> Problem description: This exercise calls for the listing to be set down exactly.

> Task inputs:

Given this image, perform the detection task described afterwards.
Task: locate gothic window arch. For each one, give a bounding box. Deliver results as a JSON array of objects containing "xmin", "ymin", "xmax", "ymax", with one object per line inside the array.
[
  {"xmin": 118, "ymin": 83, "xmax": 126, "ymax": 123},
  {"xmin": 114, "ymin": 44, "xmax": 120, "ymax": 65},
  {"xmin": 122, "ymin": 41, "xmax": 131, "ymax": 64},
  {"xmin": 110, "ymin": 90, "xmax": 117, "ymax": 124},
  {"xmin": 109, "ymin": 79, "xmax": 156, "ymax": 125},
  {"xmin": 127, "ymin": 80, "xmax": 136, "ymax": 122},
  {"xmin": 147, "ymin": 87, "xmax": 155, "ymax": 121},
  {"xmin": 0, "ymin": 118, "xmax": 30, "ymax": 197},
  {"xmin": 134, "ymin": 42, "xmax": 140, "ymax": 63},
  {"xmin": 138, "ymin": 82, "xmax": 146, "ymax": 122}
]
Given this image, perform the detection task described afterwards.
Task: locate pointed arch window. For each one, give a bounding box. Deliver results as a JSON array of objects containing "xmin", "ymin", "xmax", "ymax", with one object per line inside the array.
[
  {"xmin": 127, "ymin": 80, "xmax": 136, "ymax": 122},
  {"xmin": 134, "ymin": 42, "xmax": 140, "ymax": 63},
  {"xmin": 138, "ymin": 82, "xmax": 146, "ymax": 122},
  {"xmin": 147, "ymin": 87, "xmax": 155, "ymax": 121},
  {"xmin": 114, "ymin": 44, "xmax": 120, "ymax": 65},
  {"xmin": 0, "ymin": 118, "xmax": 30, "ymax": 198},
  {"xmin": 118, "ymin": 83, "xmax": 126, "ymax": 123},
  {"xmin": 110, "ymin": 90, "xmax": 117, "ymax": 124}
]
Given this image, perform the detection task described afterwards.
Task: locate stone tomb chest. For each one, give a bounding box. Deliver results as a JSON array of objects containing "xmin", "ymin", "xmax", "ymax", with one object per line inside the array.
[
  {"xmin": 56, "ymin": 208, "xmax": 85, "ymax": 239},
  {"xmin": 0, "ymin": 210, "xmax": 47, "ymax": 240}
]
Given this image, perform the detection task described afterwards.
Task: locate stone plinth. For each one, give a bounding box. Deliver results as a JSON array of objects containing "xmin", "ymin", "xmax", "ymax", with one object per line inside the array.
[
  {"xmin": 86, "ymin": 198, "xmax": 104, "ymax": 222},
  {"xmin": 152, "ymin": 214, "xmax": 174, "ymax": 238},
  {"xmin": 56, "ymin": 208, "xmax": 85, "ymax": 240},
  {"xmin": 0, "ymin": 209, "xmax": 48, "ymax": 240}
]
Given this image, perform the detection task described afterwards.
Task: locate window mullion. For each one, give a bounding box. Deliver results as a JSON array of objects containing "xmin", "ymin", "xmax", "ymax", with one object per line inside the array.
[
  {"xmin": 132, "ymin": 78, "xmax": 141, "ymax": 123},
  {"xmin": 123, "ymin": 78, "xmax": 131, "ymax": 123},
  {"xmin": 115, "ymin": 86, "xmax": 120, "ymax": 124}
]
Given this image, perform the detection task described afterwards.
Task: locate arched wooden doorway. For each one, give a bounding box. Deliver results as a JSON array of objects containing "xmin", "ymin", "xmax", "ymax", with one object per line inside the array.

> Result below:
Given this image, perform the detection task described afterwards.
Task: locate gothic window arch. For each one, give a bounding box. Deliver results as a JSON array of objects containing "xmin", "ymin", "xmax", "ymax", with one object per line inside the array.
[
  {"xmin": 118, "ymin": 83, "xmax": 126, "ymax": 123},
  {"xmin": 114, "ymin": 44, "xmax": 120, "ymax": 65},
  {"xmin": 122, "ymin": 41, "xmax": 131, "ymax": 64},
  {"xmin": 110, "ymin": 90, "xmax": 117, "ymax": 124},
  {"xmin": 109, "ymin": 79, "xmax": 156, "ymax": 125},
  {"xmin": 127, "ymin": 80, "xmax": 136, "ymax": 122},
  {"xmin": 147, "ymin": 87, "xmax": 155, "ymax": 121},
  {"xmin": 0, "ymin": 118, "xmax": 30, "ymax": 197},
  {"xmin": 134, "ymin": 42, "xmax": 140, "ymax": 63},
  {"xmin": 138, "ymin": 82, "xmax": 146, "ymax": 122}
]
Given this image, perform the detection task described afterwards.
Task: locate pointed arch window. For each one, give a bounding box. Deliver results as a JSON array of objects containing "xmin", "ymin", "xmax", "ymax", with one object per line inside the array.
[
  {"xmin": 127, "ymin": 80, "xmax": 136, "ymax": 122},
  {"xmin": 134, "ymin": 42, "xmax": 140, "ymax": 63},
  {"xmin": 138, "ymin": 82, "xmax": 146, "ymax": 122},
  {"xmin": 147, "ymin": 87, "xmax": 155, "ymax": 121},
  {"xmin": 114, "ymin": 44, "xmax": 120, "ymax": 65},
  {"xmin": 0, "ymin": 118, "xmax": 30, "ymax": 198},
  {"xmin": 118, "ymin": 83, "xmax": 126, "ymax": 123},
  {"xmin": 110, "ymin": 90, "xmax": 117, "ymax": 124}
]
Given this image, perform the detection task described afterwards.
Task: locate stone tomb chest. For each one, give a bounding box. Deliver results as a JSON array of objects containing "xmin", "ymin", "xmax", "ymax", with one object per line inside the array.
[
  {"xmin": 56, "ymin": 208, "xmax": 85, "ymax": 239},
  {"xmin": 0, "ymin": 210, "xmax": 47, "ymax": 240}
]
Given this image, perform the detection task described afterwards.
Task: locate stone plinth. For each one, give a bounding box. Deliver results as a JSON array of objects containing "xmin", "ymin", "xmax", "ymax", with one object per line inside the array.
[
  {"xmin": 86, "ymin": 198, "xmax": 104, "ymax": 222},
  {"xmin": 152, "ymin": 214, "xmax": 174, "ymax": 238},
  {"xmin": 56, "ymin": 208, "xmax": 85, "ymax": 240},
  {"xmin": 0, "ymin": 209, "xmax": 48, "ymax": 240}
]
Given this image, perform the detection task described afterwards.
Task: locate window mullion. For each one, give a bounding box. Deliver results as a JSON array of objects containing "xmin", "ymin", "xmax", "ymax", with one object per line inside the array.
[
  {"xmin": 132, "ymin": 78, "xmax": 141, "ymax": 123},
  {"xmin": 123, "ymin": 78, "xmax": 131, "ymax": 123},
  {"xmin": 115, "ymin": 86, "xmax": 120, "ymax": 124}
]
Given this image, perform the detection task described afterwards.
Task: locate arched wooden doorway. For each one, give a bounding box. Deliver results as a JSON array of objects containing "xmin", "ymin", "xmax", "ymax", with one object per line inside the array.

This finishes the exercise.